* Begin PROVIDED TEXT *
Advanced ways of running Octopus

Parallel Octopus

Octopus can be run in multi-tentacle (parallel) mode if you have configured it that way when you compiled and installed it. There are four possible parallelization strategies: domains, states, spin/‘‘k’'-points, and electron-hole pairs (only for Casida). You do not need to specify in the input file what kind of parallelization strategy you want to use as Octopus can find reasonable defaults. However, the experienced user may want to tune the corresponding variables.

Parallel in States

The first strategy is parallel in states. This means that each processor takes some states and propagates them independently of the others.

To use this include


 ParStates = auto

in your input file.

This is clearly the most efficient (and simplest) way of parallelizing the code if the number of states is much larger than the number of processors available (which is usually the case for us). You can expect a more or less linear speed-up with number of processors until you reach around 5 states/processor. Beyond this it starts to saturate.

Parallel in Domains

When running parallel in “domains”, Octopus divides the simulation region (the box) into separate regions (domains) and assigns each of of these to a different processor. This allows it not only to speed up the calculation, but also to divide the memory among the different processors. The first step of this process, the splitting of the box, is in general a very complicated process. Note that we are talking about a simulation box of an almost arbitrary shape, and of an arbitrary number of processors. Furthermore, as the communication between processors grows proportionally to the surface of the domains, one should use an algorithm that divides the box such that each domain has the same number of points, and at the same time minimizes the total area of the domains. Octopus uses the METIS library to make this domain decomposition of the space, METIS is included in the source code of Octopus and will be used by default.

So for example, if you are planning to run the ground state of Na there’s only one choice:


 ParDomains = auto

Octopus will then partition the real-space mesh and compute the resulting pieces on different nodes. Later when you plan to do time propagations you have more choices at hand. You could run only parallel in states


 ParStates = auto
 ParDomains = no

or in domains (as above), or you can decide to employ both parallelization strategies


 ParStates = auto
 ParDomains = auto

Problems with parallelization

The parallelization is only effective if a sufficiently large amount of load is given to each node. Otherwise communication dominates. In that case one should do the calculation in serial. This happens, for example, if you attempt to do parallelization in real-space domains, but your grid does not have too many points. If the code detects that the number of points per node is not large enough, it gives the warning:

 ** Warning:
 ** From node =    0
 ** I have less elements in a parallel group than recommended.
 ** Maybe you should reduce the number of nodes 

Compiling and running in parallel

The steps to compile and use Octopus in parallel are:

  1. use the --enable-mpi in the configuration script

  2. give to Octopus the libraries, etc. necessary to compile a parallel code. When you install mpich in your system, it creates a series of programs called mpicc, mpif77, mpif90, etc. These are wrappers that call the specific compiler with the appropriate flags, libraries, etc. This means that to compile Octopus in parallel you’ll need mpif90. Please check that this is present in your system (perhaps in /usr/local/bin if you compiled mpich from the sources). Octopus will try to find this compiler, but it may not be able to find it for several reasons:

 export FC=<whatever path>/mpif90
 export FCFLAGS=<whatever flags>
 ./configure --enable-mpi

It is wise to also set the FCFLAGS, as Octopus cannot tell which fortran compiler you are using if you compile with mpif90.
* End PROVIDED TEXT *
* Begin MATERIAL SUPPLIED *
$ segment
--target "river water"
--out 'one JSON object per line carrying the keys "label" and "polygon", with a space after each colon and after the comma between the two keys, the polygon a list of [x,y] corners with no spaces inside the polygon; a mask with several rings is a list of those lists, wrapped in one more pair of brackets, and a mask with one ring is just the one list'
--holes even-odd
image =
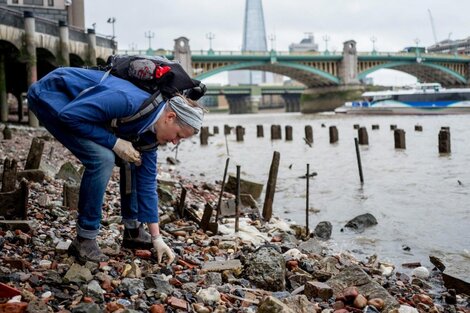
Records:
{"label": "river water", "polygon": [[[468,115],[208,114],[205,126],[211,131],[218,126],[220,134],[211,136],[208,146],[200,146],[196,137],[182,142],[177,169],[200,180],[220,181],[227,158],[223,125],[242,125],[244,142],[236,142],[233,133],[227,136],[229,173],[236,173],[236,165],[240,165],[243,179],[266,184],[273,152],[279,151],[275,215],[305,225],[306,181],[299,176],[305,175],[309,163],[310,171],[318,174],[310,179],[310,229],[320,221],[330,221],[334,249],[352,250],[360,259],[376,253],[380,260],[396,265],[429,264],[429,255],[462,265],[470,263],[469,122]],[[264,138],[256,137],[258,124],[264,125]],[[272,124],[281,125],[282,140],[270,140]],[[354,124],[365,126],[369,136],[369,145],[360,146],[362,185]],[[380,128],[372,130],[373,124]],[[405,150],[394,148],[391,124],[405,130]],[[293,141],[284,140],[285,125],[293,127]],[[313,128],[312,147],[303,140],[306,125]],[[331,125],[338,128],[336,144],[329,143]],[[421,125],[423,131],[415,131],[415,125]],[[448,155],[438,152],[442,126],[451,131],[452,153]],[[175,156],[170,148],[159,152],[160,162]],[[258,199],[261,210],[264,191]],[[363,213],[373,214],[378,225],[361,234],[341,232],[348,220]]]}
* End MATERIAL SUPPLIED *
**REQUIRED TASKS**
1 > According to the text on running Octopus in parallel, why should the domain decomposition algorithm minimize the total area of the domains?
2 > In the text on running Octopus in parallel, reproduce the passage that begins at the words "Problems with parallelization" and stops after "group than recommended.", switching "communication" for "data exchange".
The listing was taken from a separate source.

**ANSWERS PROVIDED**
1 > Communication between processors grows in proportion to the surface of the domains. Minimizing the total area of the domains therefore keeps that communication down.

2 >
Problems with parallelization

The parallelization is only effective if a sufficiently large amount of load is given to each node. Otherwise data exchange dominates. In that case one should do the calculation in serial. This happens, for example, if you attempt to do parallelization in real-space domains, but your grid does not have too many points. If the code detects that the number of points per node is not large enough, it gives the warning:

 ** Warning:
 ** From node =    0
 ** I have less elements in a parallel group than recommended.